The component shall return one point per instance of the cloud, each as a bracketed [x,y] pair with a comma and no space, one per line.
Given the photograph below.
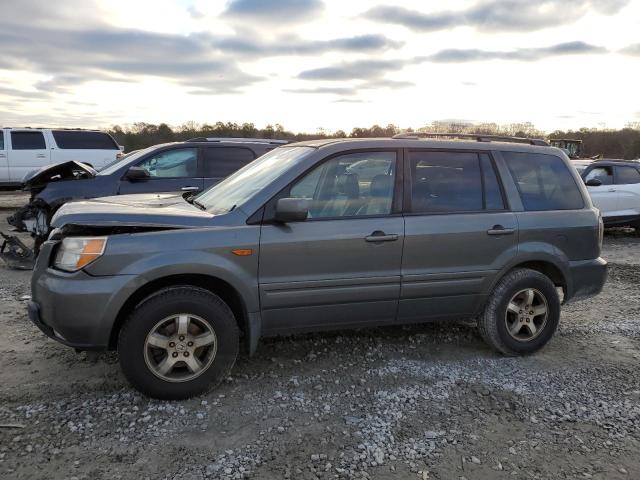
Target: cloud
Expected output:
[522,54]
[497,15]
[355,70]
[279,11]
[289,45]
[375,70]
[633,50]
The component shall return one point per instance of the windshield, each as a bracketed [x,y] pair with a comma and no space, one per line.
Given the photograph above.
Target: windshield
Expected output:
[242,185]
[111,167]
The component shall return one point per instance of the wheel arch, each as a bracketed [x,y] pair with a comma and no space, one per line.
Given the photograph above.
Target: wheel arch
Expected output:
[213,284]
^^^^^^^^
What you will do:
Would you give again, word for word, every line from the one with "the windshield, each" through the final line of the listing above?

Result for this exercise:
The component shall return one point per instance of the windshield, each as a bracketed [x,y] pair with a comma and no space, one per line.
Given the photograph above.
Target: windshield
Expected output:
[242,185]
[111,167]
The component shall return one point per instance of the wheel arch, each as a bracketed [x,y] pair with a comma and no space, one per line.
Given the photograph above.
Target: wheel arch
Expected output:
[213,284]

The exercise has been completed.